▶ **Dataset entries**:
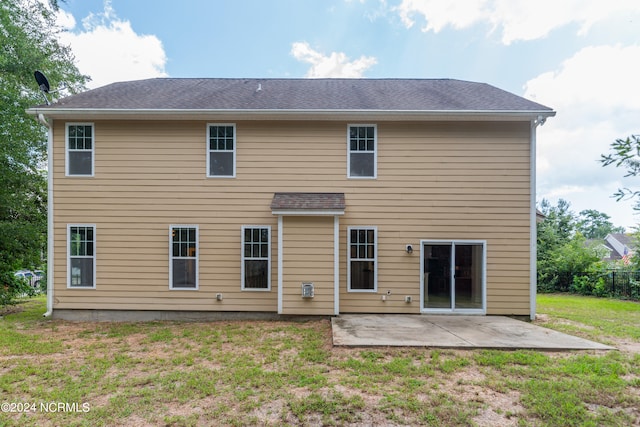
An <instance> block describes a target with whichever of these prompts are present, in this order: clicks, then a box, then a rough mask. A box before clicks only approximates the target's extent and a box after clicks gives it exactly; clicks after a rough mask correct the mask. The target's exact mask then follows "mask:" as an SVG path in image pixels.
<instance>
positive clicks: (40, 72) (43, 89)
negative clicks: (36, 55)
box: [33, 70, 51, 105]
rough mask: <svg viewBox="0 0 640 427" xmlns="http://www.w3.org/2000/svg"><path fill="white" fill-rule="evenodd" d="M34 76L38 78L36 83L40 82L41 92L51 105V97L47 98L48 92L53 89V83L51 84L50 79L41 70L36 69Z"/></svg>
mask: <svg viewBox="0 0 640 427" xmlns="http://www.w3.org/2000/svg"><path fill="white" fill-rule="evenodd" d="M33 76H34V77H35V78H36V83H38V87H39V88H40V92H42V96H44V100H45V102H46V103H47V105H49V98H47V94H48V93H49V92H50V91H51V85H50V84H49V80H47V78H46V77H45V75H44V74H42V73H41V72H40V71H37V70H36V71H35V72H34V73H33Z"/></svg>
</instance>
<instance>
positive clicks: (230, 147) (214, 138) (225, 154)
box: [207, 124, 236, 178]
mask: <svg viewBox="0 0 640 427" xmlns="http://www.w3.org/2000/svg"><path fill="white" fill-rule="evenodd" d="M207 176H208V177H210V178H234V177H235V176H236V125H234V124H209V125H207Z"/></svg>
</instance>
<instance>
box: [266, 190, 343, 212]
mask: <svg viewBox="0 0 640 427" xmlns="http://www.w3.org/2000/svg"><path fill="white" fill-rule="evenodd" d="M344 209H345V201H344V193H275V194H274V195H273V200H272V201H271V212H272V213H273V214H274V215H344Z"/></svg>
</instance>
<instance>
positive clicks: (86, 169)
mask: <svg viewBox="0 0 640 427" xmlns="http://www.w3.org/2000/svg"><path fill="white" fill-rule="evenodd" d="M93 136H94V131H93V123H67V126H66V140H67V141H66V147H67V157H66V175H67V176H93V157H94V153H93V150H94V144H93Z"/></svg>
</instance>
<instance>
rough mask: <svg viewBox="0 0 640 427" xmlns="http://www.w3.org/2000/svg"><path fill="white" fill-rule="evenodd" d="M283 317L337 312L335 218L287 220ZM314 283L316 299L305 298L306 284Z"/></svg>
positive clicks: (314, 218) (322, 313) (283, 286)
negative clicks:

▶ **WORK ITEM**:
Which of the lines above contain the word "clicks"? Copy each of them in full.

▶ **TASK SOLUTION**:
An <instance> block describes a target with whichever of these prompts are present, in this order: clicks, then a box, then a rough mask. A box before clicks only approximates the target's extent and a box after clicks gives it exactly; clicks after a rough mask correct the mask. The target's exact mask then follows "mask:" as an SVG path in image pixels.
positive clicks: (40, 72) (43, 89)
negative clicks: (36, 55)
positive clicks: (230, 147) (214, 138) (225, 154)
positive clicks: (86, 169)
positive clicks: (314, 218) (322, 313) (283, 286)
negative clicks:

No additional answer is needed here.